**Source passage**

________

Dates
Opens Feb 3Two young clerks sit the front desk of a old Connecticutinn on its last weekend of operation in Ti West’s latest spook-fare, The Innkeepers. Luke is a sputter-lipped, Dwight Schrute-come-Elvis Costello whose curiosity about the inn’s supposed haunting by a newlywed who was killed there decades ago has turned the pair into amateur ghost-hounds. Claire (Sara Paxton) is a jittery asthmatic: pretty, young, blond, and innocent. When one of the hotel’s only guests turns out to be one of her favorite actresses, Leanne Rease-Jones (Kelly McGillis), she’s forced to admit she’s a small town girl who lacks a firm grasp on her future. In other words, perfect horror-flick fodder.
There’s more than just a setting borrowed from The Shining. Ti West’s film is filled with slow dolly-ing, waste high point-of-view shots, which slowly creep up hallways and peer around corners. And despite the presence of some ghoul-catching gadgetry (namely a microphone and recorder), when Luke tells Claire early on that he forgot the video camera, you can’t not take it as a jab at the shaky cam scares (from Blair Witch to Paranormal Activity to this month’s The Devil Inside) that have infected the genre. West’s cues are part Kubric and part Craven, with a film whose own comfy teenage jocularity leaves something of a John Hughes aftertaste.

________

**Source data**
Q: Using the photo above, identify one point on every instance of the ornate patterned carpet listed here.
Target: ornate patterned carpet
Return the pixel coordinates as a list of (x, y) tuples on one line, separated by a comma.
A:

________

**What to do**
(a) In the review of The Innkeepers, which actress plays Leanne Rease-Jones?
(b) Repeat the review of The Innkeepers from "There’s more than" to "John Hughes aftertaste.".
(c) Carry on with the review of The Innkeepers from where it stops.

**Answers**
(a) Kelly McGillis plays Leanne Rease-Jones.

(b)
There’s more than just a setting borrowed from The Shining. Ti West’s film is filled with slow dolly-ing, waste high point-of-view shots, which slowly creep up hallways and peer around corners. And despite the presence of some ghoul-catching gadgetry (namely a microphone and recorder), when Luke tells Claire early on that he forgot the video camera, you can’t not take it as a jab at the shaky cam scares (from Blair Witch to Paranormal Activity to this month’s The Devil Inside) that have infected the genre. West’s cues are part Kubric and part Craven, with a film whose own comfy teenage jocularity leaves something of a John Hughes aftertaste.

(c)
This throw-back sensibility will satisfy fans of the genre, who will not be disappointed by West’s half dozen or so real attempts at getting under our skin. It is the director’s wit that helps keep us guessing, despite the rather routine scenario, as West sets up a few false scares while continually building the underlying tension to fuel the final, expected haunting. The Innkeepers’ use of ghouls, makeup, and blood is likewise temperate, which lends them more impact. And even the off-point scenes between Clair and Leanne, which dabble in some distilled Buddhist, new age-y philosophy to help heighten the movie’s sense of possibility, don’t play as hokey as they should. To West’s credit, he’s got his whole world marching in line, as efficient, predictable, and satisfying as a fun night at a good dinner theater.